··· Supplied records
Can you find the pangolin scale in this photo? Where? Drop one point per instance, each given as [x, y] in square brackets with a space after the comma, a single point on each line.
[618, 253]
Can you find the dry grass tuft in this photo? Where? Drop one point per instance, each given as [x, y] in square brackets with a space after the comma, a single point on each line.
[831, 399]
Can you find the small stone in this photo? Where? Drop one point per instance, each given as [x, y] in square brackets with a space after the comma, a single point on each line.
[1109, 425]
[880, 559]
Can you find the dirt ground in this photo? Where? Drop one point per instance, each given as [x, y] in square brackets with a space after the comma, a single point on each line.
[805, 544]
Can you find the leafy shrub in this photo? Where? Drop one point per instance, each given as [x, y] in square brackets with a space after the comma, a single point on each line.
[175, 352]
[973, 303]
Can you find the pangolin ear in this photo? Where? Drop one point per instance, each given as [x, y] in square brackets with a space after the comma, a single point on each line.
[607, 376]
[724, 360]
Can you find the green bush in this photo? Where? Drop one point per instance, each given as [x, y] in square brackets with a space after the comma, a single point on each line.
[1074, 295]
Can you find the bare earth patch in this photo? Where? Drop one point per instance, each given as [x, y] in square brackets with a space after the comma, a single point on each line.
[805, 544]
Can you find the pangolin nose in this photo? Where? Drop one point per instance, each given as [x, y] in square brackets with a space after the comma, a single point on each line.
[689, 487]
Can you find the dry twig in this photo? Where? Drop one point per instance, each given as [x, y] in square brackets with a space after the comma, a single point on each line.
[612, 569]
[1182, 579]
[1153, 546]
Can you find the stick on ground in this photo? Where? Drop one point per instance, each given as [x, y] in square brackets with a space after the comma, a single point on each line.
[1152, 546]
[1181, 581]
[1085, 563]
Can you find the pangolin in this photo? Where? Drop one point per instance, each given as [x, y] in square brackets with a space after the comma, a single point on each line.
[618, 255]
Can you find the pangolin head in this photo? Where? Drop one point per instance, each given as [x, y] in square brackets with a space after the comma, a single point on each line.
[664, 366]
······
Required action> Your response must repeat the entries above exactly, in full.

Output for this task>
Can you find the pangolin scale in this photo? Where? Drop one point per instance, each given as [x, y] in square brackets with a space after the comma, a single point on each line.
[618, 253]
Can you find the dry grass tuft in this photo? Where? Drop one point per instance, each given as [x, y] in square brackets with a space after the comma, a single point on each line.
[831, 399]
Can you find the small stone in this photo? Where? Drop one point per instance, each given as [x, y] in square brackets with a space after the comma, a single point on each line.
[1109, 425]
[880, 559]
Can you find the dirt ground in this photo? Where? Drop one point per instance, each given as [x, y] in square brackets with a space after the comma, a single point on each line.
[805, 544]
Can you find the leafy shrub in this photo? Where? Drop one point per instance, each given as [x, y] in square brackets with a space after the comma, a single point on each line.
[175, 352]
[973, 303]
Can you find the pangolin ear in this photo? Where? Drop one point per instance, each given as [x, y] in square brackets with a space after the comma, a single point on each line.
[607, 376]
[724, 360]
Can you find the green bush in this photo? Where? Drop one point per instance, each given as [x, y] in square brackets with a space after the comma, a single point on each line.
[1074, 295]
Can you find the bare earth patch in this photo? Where? Drop one point per instance, each given as [x, y] in square brackets with a space after the comma, a single point on each line.
[805, 544]
Can you find the pangolin nose in this photo? Where? Drop one point per instance, each given as [x, y] in square brackets with a space after the comma, a single point on each line.
[689, 487]
Can you find the dry twig in this photo? Where? Drop one point per instance, each given as [x, y] in square brackets with a space after the comma, a single point on each line.
[612, 569]
[1182, 579]
[1153, 546]
Can you find the stick on ground in this photo? Where? Drop one point per instance, each given as [x, y] in square brackets with a space after the comma, a single point on each line.
[1152, 546]
[1181, 581]
[1085, 563]
Can you find the pangolin in this photo? Where? Drop one point per instance, each given as [x, y] in square brackets with a space after the comma, a single point on each line.
[618, 255]
Can you find the pangolin head in this photo? Where? Drop one point per instance, each given as [x, y] in square brackets with a space after the comma, a single point on each line.
[664, 366]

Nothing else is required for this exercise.